• [Excerpted data]:
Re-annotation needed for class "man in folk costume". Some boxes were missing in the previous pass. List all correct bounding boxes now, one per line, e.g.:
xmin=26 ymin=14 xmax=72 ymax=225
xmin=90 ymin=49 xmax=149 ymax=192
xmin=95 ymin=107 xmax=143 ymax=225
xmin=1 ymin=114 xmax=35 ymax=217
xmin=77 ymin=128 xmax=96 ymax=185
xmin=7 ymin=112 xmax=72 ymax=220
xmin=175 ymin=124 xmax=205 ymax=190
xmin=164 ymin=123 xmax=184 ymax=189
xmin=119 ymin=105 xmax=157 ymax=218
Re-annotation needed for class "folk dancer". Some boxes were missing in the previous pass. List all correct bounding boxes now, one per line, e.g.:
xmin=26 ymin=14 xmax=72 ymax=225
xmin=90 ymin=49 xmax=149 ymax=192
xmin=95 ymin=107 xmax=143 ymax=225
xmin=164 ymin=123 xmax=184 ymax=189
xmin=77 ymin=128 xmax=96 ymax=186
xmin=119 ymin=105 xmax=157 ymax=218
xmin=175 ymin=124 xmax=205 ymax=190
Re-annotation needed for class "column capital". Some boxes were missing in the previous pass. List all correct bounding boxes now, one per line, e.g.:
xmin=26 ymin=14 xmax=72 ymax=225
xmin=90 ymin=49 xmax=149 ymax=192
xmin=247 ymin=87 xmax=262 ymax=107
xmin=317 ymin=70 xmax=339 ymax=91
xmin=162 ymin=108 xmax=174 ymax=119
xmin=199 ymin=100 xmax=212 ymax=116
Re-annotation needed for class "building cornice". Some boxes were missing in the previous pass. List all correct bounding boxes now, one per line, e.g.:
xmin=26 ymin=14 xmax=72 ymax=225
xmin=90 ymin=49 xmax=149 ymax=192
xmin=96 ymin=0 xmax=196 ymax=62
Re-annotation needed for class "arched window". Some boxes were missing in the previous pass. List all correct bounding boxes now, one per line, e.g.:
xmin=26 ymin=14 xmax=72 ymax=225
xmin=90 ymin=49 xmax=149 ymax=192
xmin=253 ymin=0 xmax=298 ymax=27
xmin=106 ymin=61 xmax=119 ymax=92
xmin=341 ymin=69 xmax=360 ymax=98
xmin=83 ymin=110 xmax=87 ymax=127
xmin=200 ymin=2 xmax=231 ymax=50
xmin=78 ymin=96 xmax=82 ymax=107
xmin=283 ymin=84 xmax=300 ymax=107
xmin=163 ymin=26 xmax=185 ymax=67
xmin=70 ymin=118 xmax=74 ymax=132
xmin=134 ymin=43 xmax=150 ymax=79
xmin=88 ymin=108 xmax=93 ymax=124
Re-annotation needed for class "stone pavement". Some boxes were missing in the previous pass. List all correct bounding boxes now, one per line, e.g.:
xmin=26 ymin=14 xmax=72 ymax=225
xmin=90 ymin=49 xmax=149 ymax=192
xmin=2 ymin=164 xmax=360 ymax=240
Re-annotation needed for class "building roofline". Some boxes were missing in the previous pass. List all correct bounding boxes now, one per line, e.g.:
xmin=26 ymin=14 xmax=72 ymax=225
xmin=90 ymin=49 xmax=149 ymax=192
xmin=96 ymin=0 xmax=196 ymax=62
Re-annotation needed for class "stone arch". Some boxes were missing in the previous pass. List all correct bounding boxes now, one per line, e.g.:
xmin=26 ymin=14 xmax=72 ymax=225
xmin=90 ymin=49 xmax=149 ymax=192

• [Stated task]: Rewrite all of the lines above, substituting "earlier round" for every occurrence of "previous pass" and leaving everything else unchanged.

• [The solution]:
Re-annotation needed for class "man in folk costume". Some boxes were missing in the earlier round. List all correct bounding boxes now, one per line, e.g.:
xmin=26 ymin=14 xmax=72 ymax=225
xmin=90 ymin=49 xmax=149 ymax=192
xmin=95 ymin=107 xmax=143 ymax=225
xmin=1 ymin=114 xmax=35 ymax=217
xmin=77 ymin=128 xmax=96 ymax=185
xmin=7 ymin=112 xmax=72 ymax=220
xmin=175 ymin=124 xmax=205 ymax=190
xmin=164 ymin=123 xmax=184 ymax=189
xmin=119 ymin=105 xmax=157 ymax=218
Re-annotation needed for class "folk dancer". Some boxes were missing in the earlier round. List all correct bounding boxes now, one per line, e.g.:
xmin=26 ymin=14 xmax=72 ymax=225
xmin=90 ymin=49 xmax=149 ymax=192
xmin=95 ymin=107 xmax=143 ymax=225
xmin=164 ymin=123 xmax=184 ymax=189
xmin=77 ymin=128 xmax=96 ymax=186
xmin=119 ymin=105 xmax=157 ymax=218
xmin=175 ymin=124 xmax=205 ymax=190
Re-annotation needed for class "column capital". Some boxes were missing in the earlier round. List all correct bounding boxes now, one per line, e.g.:
xmin=26 ymin=14 xmax=72 ymax=225
xmin=90 ymin=49 xmax=149 ymax=192
xmin=247 ymin=87 xmax=262 ymax=107
xmin=317 ymin=70 xmax=339 ymax=91
xmin=162 ymin=108 xmax=174 ymax=119
xmin=199 ymin=100 xmax=212 ymax=116
Re-annotation needed for class "building cornice". Some boxes were missing in the earlier round. List all correct bounding boxes now, one per line, e.g.:
xmin=26 ymin=14 xmax=72 ymax=225
xmin=90 ymin=49 xmax=149 ymax=192
xmin=96 ymin=0 xmax=196 ymax=62
Re-annotation needed for class "arched window". Some boxes were missing in the earlier round. List all correct bounding boxes now, one per line, e.g.:
xmin=26 ymin=14 xmax=72 ymax=225
xmin=90 ymin=49 xmax=149 ymax=192
xmin=253 ymin=0 xmax=298 ymax=27
xmin=106 ymin=61 xmax=119 ymax=92
xmin=341 ymin=69 xmax=360 ymax=98
xmin=83 ymin=110 xmax=87 ymax=127
xmin=200 ymin=2 xmax=231 ymax=50
xmin=78 ymin=96 xmax=82 ymax=107
xmin=283 ymin=84 xmax=300 ymax=107
xmin=163 ymin=26 xmax=185 ymax=67
xmin=70 ymin=118 xmax=74 ymax=132
xmin=134 ymin=43 xmax=150 ymax=79
xmin=88 ymin=108 xmax=93 ymax=124
Re-annotation needed for class "stone pavement". Some boxes were missing in the earlier round. List all correct bounding boxes now, one per line, e.g.:
xmin=26 ymin=14 xmax=72 ymax=225
xmin=90 ymin=49 xmax=149 ymax=192
xmin=2 ymin=164 xmax=360 ymax=240
Re-annotation needed for class "building roofline". Some boxes were missing in the earlier round. List all correct bounding boxes now, one per line, e.g.:
xmin=26 ymin=14 xmax=72 ymax=225
xmin=90 ymin=49 xmax=149 ymax=192
xmin=96 ymin=0 xmax=196 ymax=62
Re-annotation needed for class "stone arch". Some boxes were missing in the earlier round. List all correct bounding boxes now, one per line, e.g.:
xmin=26 ymin=14 xmax=72 ymax=225
xmin=90 ymin=49 xmax=149 ymax=192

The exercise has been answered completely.